> [Consignes]:
1/ Énumérez les mesures que l'extrait sur la protection de la jeunesse annonce avec « Premièrement », « Deuxièmement », « Troisièmement » et « Quatrièmement ».
2/ Recopiez tel quel le passage de l'extrait sur la protection de la jeunesse qui commence aux mots « Deuxièmement, il faut » et s'arrête après « d'intégration. ».

Premièrement, il faut diminuer le taux de
roulement de la main-d'œuvre. Les professionnels actifs en protection de la
jeunesse font face à des enjeux difficiles. Plus du tiers des intervenants ont
moins de 35 ans. Ils ont besoin d'encadrement et de soutien pour rendre
les services qu'on attend d'eux. Nous avons investi 18 millions pour leur
procurer cet encadrement et consolider les équipes sur le terrain.
Deuxièmement, il faut renforcer les
services de première ligne pour que les enfants à risque puissent être
identifiés et pris en charge de façon précoce et préférablement dans leur
milieu de vie. Les 88 millions à terme du programme Agir tôt vont
contribuer à venir en aide aux enfants à risque de négligence dès leur plus
jeune âge, la première cause de signalement à la DPJ. À moyen terme, ça fera
moins de jeunes qui présentent des problèmes de comportement, d'adaptation et
d'intégration.
Troisièmement, nous implantons un programme
d'amélioration des interventions et des évaluations. Présentement, les façons
de faire reposent sur des standards qui doivent être mis à jour. La société a
évolué, les familles se sont transformées, et les pratiques doivent suivre
cette évolution. Bref, nos interventions doivent rester pertinentes pour être
efficaces.
Quatrièmement, nous allons nous attaquer à
la hausse des signalements. Le Québec, cette année, a dépassé les 100 000 signalements
par année. C'est 20 000 de plus que le nombre de naissances au Québec.
Plusieurs hypothèses expliquent cette hausse, dont l'ajout dans la loi de
nouveaux motifs de signalement, dont la suspicion de négligence. Nous voulons
mieux comprendre le phénomène pour le régler à la source. Nous avons confié au
chercheur de l'Université Laval George Tarabulsy le mandat de cerner les causes
de ce phénomène.
En résumé, nous sommes en action pour
comprendre ce qui s'est produit en Estrie et surtout pour apporter les
correctifs nécessaires pour qu'une telle situation ne se reproduise plus. Nous
sommes aussi en action pour améliorer l'efficacité de la DPJ et pour faire en
sorte que cette institution joue pleinement son rôle de protection des enfants
au Québec. Merci.

> [Enregistrements issus d'une source de données]:
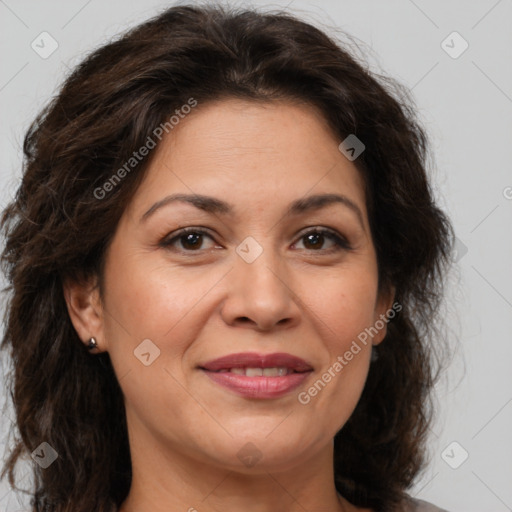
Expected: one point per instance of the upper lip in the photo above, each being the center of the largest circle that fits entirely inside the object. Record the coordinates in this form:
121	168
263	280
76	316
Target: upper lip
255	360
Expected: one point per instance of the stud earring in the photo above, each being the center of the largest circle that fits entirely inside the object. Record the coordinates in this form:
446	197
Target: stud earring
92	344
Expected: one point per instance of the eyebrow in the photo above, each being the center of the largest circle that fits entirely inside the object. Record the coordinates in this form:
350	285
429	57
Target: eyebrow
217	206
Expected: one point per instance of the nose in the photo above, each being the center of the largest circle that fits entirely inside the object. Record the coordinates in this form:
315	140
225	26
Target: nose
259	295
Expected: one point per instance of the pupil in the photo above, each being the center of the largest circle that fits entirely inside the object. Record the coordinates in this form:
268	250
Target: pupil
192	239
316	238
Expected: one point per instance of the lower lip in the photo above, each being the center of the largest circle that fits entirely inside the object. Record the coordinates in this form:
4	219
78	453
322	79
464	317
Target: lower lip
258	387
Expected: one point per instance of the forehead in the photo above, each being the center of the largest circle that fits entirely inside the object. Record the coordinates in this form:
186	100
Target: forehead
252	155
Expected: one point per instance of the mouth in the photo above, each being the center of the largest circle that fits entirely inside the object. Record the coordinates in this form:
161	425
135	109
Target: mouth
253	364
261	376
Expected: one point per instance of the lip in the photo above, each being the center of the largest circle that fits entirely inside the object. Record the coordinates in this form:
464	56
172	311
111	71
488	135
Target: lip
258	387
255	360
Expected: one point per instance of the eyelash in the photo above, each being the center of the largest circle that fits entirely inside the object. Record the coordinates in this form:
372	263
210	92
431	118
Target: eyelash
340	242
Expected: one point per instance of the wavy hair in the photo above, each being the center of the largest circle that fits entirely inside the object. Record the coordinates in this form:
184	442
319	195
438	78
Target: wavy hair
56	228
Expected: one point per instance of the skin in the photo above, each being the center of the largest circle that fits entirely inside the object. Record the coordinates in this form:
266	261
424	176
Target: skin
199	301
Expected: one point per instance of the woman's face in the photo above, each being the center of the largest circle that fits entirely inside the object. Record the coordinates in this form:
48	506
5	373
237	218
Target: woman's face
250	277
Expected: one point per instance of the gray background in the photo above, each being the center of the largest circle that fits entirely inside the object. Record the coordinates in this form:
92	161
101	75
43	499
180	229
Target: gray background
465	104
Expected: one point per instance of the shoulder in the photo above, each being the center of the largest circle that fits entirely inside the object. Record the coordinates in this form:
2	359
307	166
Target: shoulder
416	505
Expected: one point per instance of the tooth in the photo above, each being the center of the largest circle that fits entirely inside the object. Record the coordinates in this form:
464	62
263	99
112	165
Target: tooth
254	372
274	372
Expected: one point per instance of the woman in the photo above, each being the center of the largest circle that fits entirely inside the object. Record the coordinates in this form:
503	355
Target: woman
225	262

==

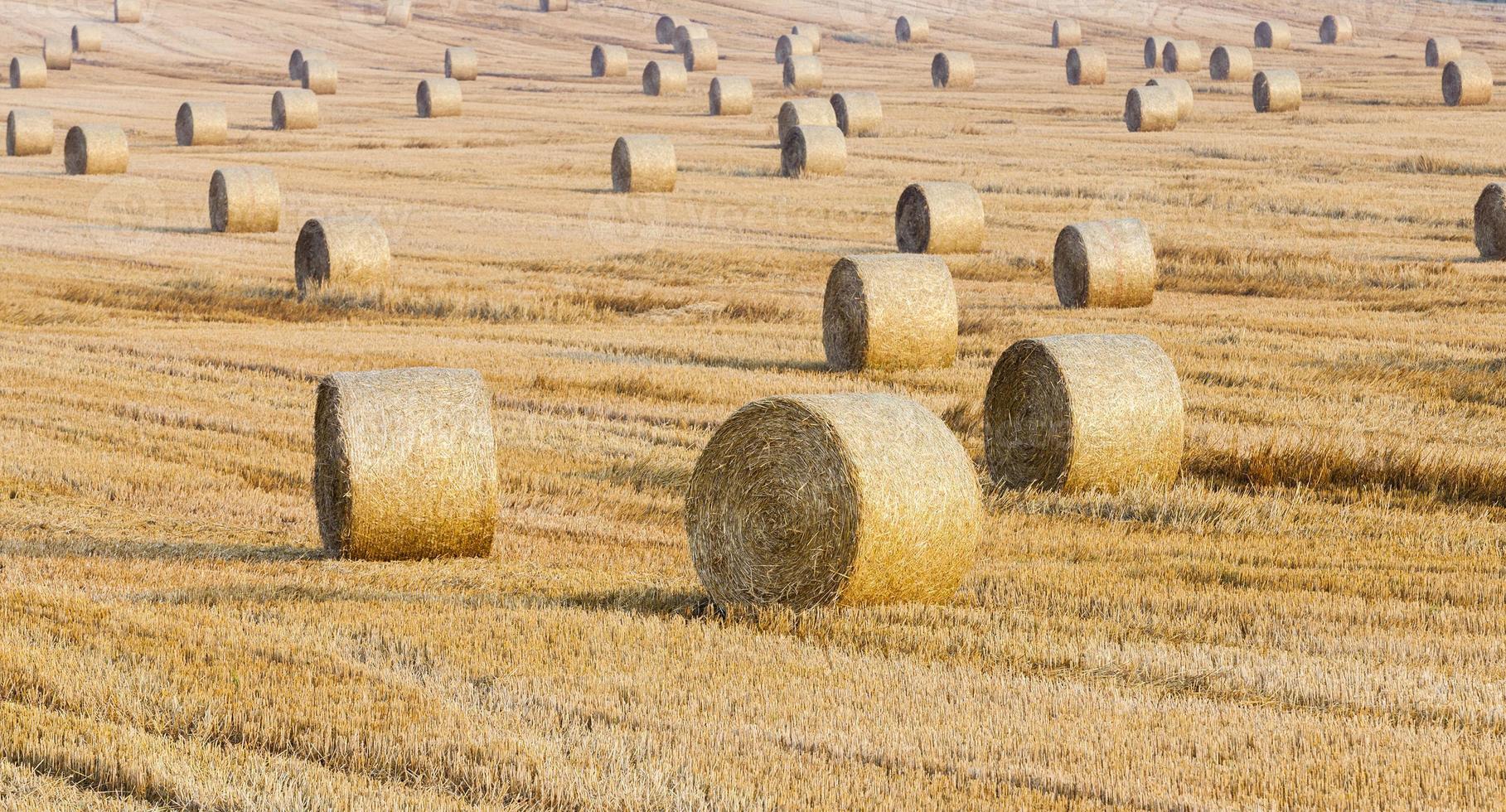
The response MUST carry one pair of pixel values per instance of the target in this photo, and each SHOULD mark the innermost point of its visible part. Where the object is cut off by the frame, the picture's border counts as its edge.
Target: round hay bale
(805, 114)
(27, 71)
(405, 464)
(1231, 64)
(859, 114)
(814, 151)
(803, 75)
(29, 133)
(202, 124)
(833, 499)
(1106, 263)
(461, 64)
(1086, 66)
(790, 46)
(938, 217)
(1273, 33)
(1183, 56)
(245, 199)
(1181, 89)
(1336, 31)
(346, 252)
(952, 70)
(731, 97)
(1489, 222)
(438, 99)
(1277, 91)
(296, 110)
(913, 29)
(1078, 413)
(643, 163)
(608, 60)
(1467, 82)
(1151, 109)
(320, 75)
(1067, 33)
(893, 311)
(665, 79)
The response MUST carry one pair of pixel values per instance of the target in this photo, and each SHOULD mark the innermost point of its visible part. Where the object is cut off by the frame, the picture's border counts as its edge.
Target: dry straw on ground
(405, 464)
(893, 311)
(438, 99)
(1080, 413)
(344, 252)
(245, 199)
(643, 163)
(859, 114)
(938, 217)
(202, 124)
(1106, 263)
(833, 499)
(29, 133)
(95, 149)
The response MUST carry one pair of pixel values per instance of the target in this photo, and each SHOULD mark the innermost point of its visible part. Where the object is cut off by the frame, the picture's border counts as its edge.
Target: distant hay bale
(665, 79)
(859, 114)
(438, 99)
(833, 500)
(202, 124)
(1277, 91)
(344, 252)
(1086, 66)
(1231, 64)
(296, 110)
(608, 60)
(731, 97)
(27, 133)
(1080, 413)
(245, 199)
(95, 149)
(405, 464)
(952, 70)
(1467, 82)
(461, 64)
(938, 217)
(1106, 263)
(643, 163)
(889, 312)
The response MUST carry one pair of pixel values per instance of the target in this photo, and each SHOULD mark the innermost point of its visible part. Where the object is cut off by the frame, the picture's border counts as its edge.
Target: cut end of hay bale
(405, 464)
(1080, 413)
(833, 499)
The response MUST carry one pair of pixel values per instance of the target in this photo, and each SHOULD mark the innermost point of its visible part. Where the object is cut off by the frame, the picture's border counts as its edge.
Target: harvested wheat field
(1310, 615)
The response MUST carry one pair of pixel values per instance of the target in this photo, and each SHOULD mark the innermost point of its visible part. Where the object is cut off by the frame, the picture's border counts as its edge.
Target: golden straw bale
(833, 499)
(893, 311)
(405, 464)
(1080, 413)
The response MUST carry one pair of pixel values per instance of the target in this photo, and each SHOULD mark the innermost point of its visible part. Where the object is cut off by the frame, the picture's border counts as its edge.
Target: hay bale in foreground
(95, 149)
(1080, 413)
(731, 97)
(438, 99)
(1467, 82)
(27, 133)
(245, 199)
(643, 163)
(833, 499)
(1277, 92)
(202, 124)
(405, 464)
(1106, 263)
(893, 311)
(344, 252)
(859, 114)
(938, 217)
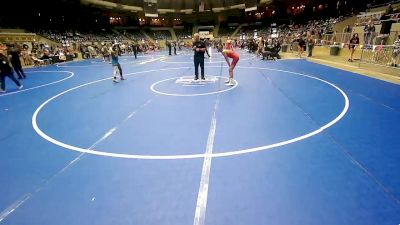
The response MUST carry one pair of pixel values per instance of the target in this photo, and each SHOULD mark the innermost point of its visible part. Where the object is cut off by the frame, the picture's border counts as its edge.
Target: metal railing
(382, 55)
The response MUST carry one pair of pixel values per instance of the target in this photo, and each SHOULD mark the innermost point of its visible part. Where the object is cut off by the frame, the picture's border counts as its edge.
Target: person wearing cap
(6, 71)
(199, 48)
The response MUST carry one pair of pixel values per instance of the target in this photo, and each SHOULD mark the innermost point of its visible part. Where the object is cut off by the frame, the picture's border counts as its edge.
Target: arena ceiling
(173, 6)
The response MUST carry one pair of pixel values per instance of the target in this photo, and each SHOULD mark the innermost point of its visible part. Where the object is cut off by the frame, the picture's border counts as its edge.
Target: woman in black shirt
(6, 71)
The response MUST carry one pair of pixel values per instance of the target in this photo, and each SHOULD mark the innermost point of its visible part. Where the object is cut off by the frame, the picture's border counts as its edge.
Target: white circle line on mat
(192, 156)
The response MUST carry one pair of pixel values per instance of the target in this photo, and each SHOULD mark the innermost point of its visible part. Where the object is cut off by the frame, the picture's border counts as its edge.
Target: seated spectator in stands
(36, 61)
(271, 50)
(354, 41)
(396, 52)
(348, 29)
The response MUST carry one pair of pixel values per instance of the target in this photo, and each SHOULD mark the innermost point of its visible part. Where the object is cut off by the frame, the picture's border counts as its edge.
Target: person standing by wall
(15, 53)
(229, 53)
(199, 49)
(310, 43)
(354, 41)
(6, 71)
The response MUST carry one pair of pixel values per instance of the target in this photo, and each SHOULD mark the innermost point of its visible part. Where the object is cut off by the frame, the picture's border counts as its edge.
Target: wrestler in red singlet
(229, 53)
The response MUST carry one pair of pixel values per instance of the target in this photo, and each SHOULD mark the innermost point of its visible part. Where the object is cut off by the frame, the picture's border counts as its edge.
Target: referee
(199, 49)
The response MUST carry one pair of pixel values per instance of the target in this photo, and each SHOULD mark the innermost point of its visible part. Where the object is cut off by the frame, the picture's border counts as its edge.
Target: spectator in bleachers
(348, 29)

> [Réponses]:
1/
- Diminuer le taux de roulement de la main-d'œuvre.
- Renforcer les services de première ligne.
- Implanter un programme d'amélioration des interventions et des évaluations.
- S'attaquer à la hausse des signalements.

2/
Deuxièmement, il faut renforcer les
services de première ligne pour que les enfants à risque puissent être
identifiés et pris en charge de façon précoce et préférablement dans leur
milieu de vie. Les 88 millions à terme du programme Agir tôt vont
contribuer à venir en aide aux enfants à risque de négligence dès leur plus
jeune âge, la première cause de signalement à la DPJ. À moyen terme, ça fera
moins de jeunes qui présentent des problèmes de comportement, d'adaptation et
d'intégration.